::: Given information :::

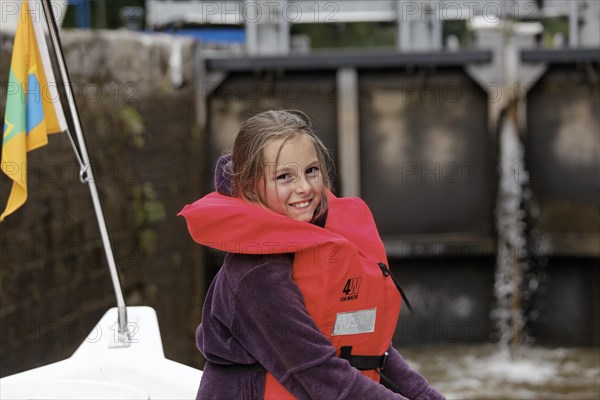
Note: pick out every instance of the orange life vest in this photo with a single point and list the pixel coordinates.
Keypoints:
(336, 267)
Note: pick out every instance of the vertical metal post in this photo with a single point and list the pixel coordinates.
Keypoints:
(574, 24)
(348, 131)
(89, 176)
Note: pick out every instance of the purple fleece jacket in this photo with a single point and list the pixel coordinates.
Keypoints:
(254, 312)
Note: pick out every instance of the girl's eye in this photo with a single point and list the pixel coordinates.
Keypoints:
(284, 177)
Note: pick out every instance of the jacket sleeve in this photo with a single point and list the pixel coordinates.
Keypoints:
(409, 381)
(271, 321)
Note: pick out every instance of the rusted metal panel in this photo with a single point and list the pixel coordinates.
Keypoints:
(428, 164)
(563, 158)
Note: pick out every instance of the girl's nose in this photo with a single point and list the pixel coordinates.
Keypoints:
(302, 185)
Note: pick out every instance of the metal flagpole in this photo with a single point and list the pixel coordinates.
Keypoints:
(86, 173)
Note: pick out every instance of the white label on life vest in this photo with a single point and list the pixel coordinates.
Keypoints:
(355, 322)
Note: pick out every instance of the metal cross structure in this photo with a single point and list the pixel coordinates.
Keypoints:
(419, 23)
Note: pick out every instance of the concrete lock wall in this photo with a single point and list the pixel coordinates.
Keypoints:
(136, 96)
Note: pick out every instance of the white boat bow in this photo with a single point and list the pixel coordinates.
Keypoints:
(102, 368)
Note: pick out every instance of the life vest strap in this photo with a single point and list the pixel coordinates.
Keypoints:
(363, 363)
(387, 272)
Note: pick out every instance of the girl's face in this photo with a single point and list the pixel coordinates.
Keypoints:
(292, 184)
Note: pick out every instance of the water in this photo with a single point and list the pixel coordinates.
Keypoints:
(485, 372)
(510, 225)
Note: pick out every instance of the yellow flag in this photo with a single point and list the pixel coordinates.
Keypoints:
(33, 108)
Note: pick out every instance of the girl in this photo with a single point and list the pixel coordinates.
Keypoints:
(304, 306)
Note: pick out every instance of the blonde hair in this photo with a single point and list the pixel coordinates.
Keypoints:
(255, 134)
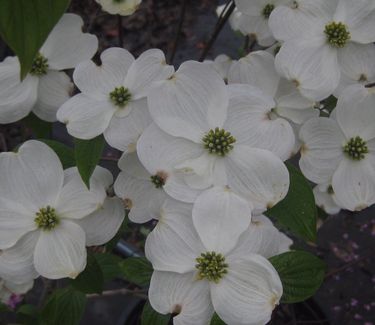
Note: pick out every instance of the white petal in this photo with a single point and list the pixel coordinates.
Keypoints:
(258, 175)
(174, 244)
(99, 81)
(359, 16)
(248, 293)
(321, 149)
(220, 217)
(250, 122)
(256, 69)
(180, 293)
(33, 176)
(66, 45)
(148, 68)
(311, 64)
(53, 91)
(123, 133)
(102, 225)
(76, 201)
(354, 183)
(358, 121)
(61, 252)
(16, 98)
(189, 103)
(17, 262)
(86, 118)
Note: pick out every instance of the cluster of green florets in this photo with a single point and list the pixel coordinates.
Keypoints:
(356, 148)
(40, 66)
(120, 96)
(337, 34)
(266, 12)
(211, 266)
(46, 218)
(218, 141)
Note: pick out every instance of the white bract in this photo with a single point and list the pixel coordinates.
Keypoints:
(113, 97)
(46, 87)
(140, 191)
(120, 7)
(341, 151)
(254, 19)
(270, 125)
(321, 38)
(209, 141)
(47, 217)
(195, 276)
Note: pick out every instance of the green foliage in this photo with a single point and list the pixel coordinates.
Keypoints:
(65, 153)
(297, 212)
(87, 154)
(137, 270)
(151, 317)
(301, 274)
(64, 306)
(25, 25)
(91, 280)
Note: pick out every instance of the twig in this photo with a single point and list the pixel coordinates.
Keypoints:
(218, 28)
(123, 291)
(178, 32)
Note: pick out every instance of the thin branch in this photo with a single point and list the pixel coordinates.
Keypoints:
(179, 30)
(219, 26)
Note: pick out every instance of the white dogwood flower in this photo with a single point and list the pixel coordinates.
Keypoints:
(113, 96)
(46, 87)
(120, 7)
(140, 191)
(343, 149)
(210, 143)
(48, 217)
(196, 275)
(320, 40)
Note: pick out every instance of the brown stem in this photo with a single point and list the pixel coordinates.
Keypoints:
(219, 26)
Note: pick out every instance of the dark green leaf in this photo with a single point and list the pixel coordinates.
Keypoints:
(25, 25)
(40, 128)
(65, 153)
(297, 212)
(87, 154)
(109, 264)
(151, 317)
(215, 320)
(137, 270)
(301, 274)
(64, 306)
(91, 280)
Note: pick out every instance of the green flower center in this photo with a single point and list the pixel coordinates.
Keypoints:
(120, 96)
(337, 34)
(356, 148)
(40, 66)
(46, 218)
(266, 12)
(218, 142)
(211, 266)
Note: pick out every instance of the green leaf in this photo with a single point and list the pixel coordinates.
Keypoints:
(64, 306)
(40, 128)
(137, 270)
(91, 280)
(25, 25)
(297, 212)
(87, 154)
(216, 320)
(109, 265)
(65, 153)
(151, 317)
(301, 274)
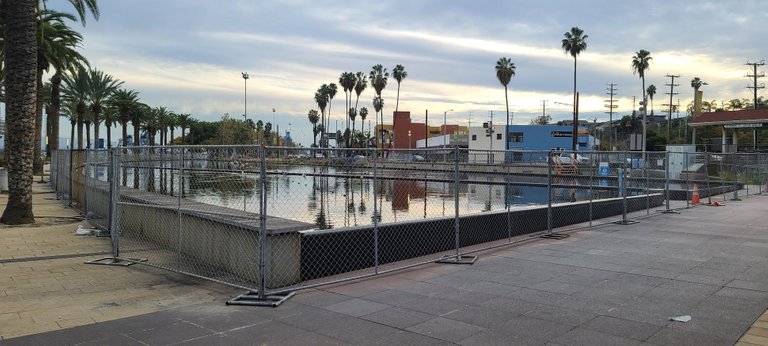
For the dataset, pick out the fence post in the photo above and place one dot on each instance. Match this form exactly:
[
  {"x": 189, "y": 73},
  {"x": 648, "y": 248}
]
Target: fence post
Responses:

:::

» **Problem description**
Please set down each line of the data above exactly as written, without the pictures.

» **Result for this exercise**
Note: pick out every instance of the orange life vest in this photo with a single point and list the pixel coordinates.
Keypoints:
(336, 267)
Note: pick out every instance of the vertical metal post in this photo with a single point and list the pixel coordinates.
Keypoints:
(574, 24)
(348, 131)
(89, 176)
Note: pick out every instance of the purple fleece jacket in this photo with a single point and list the pixel coordinates.
Keypoints:
(254, 312)
Note: pick out every instance of the girl's eye in this photo with a single point and list the pixel coordinates.
Keypoints:
(284, 177)
Note: pick out every instance of the jacket sleeve in this photo with a single point and list the pixel coordinates.
Keypoints:
(409, 381)
(271, 321)
Note: pick out every instance of the rusted metal panel in this photo with a single point and list the pixel coordinates.
Keypoints:
(428, 164)
(563, 158)
Note: pick out every instance of the girl's nose in this photo with a single point and list the pixel coordinates.
Keypoints:
(302, 185)
Note: pick out every instance of the metal flagpole in this photo with a single point and list the pixel coordinates.
Keypoints:
(86, 173)
Note: pick out every instance of the white label on life vest in this photo with a single point and list the pixel coordinates.
Keypoints:
(355, 322)
Note: pick out every instance of the metal cross structure in this photo with a single point and list the pixel coordinates.
Keypoints:
(419, 23)
Note: pick out every instance of the concrete lock wall in this photo with a single point and list the pixel coordinates.
Keypoints:
(136, 96)
Note: pick out every instance of the white boat bow in this photo with a single point and list the pixel coordinates.
Keypoints:
(102, 368)
Note: pick out every instance of the life vest strap in this photo with a single point and list the pixel coordinates.
Keypoints:
(363, 363)
(387, 272)
Note: pick out every instance of the girl's face in this photo with a single point and list the pixel coordinates.
Keypoints:
(292, 184)
Note: pick out every instance of the water in this photo with a single point and list the pixel coordinates.
Keypoints:
(485, 372)
(510, 225)
Note: pick out every instance of the yellow flag in this photo with a single point and list the pixel coordinates.
Keypoints:
(33, 108)
Note: pick out every instance of the girl in this photo with a single point and list the pixel coordinates.
Keypoints:
(304, 306)
Note: pick out every instance of the blonde hair in this photo with a single point and list the pixel coordinates.
Keypoints:
(255, 134)
Note: pick out every instance of the white petal in this photo with a single point and list the pixel coordinates.
Keypoints:
(258, 175)
(174, 244)
(99, 81)
(359, 16)
(248, 293)
(321, 149)
(220, 217)
(250, 122)
(256, 69)
(180, 293)
(33, 176)
(66, 45)
(148, 68)
(311, 64)
(53, 91)
(123, 133)
(102, 225)
(76, 201)
(354, 183)
(358, 121)
(61, 252)
(16, 98)
(189, 103)
(17, 262)
(86, 118)
Note: pick out every instance of the cluster of green florets in this photo with a single point and list the pixel coordinates.
Keypoints:
(356, 148)
(40, 66)
(120, 96)
(337, 34)
(266, 12)
(211, 266)
(46, 218)
(218, 141)
Note: pick out every instance of the white bract in this photo with a single point and list the pixel coordinates.
Keypoints:
(113, 97)
(46, 87)
(140, 191)
(120, 7)
(341, 151)
(254, 19)
(270, 125)
(321, 38)
(209, 141)
(47, 217)
(195, 276)
Note: pick out every instance of the green foliage in this photo with a single point and list the pixel coordinates.
Keypoints:
(65, 153)
(297, 212)
(87, 154)
(137, 270)
(151, 317)
(301, 274)
(64, 306)
(25, 25)
(91, 280)
Note: pick out every instance of the twig in this photo with a single point and list the pixel coordinates.
Keypoints:
(218, 28)
(123, 291)
(178, 32)
Note: pick out every instance of the thin branch in this photo with a single point and list the pixel coordinates.
Keypoints:
(179, 30)
(219, 26)
Note: pick out every instance of the white dogwood flower in this photo with a single point and list the pixel coordinates.
Keypoints:
(113, 96)
(46, 87)
(120, 7)
(140, 191)
(343, 149)
(210, 143)
(48, 217)
(196, 275)
(320, 40)
Note: pick out every instance of the brown stem in this photo with a single point and list the pixel coordinates.
Keypoints:
(219, 26)
Note: pick out every instance of the dark green leaf in this photo with a single point and list the pixel coordinates.
Keypoints:
(25, 25)
(40, 128)
(65, 153)
(297, 212)
(87, 154)
(109, 264)
(151, 317)
(215, 320)
(137, 270)
(301, 274)
(64, 306)
(91, 280)
Note: pick out every instance of the green flower center in this photo with a single point and list the pixel coordinates.
Keypoints:
(120, 96)
(337, 34)
(356, 148)
(40, 66)
(46, 218)
(266, 12)
(218, 142)
(211, 266)
Note: pick out every instance of the green leaf in this photo with a single point and list the pixel coordinates.
Keypoints:
(64, 306)
(40, 128)
(137, 270)
(91, 280)
(25, 25)
(297, 212)
(87, 154)
(216, 320)
(109, 265)
(65, 153)
(151, 317)
(301, 274)
For the dataset, pick out the fence post in the photo above and place one dot on each instance. Match this form exactly:
[
  {"x": 189, "y": 73},
  {"x": 648, "y": 248}
]
Target: fence post
Responses:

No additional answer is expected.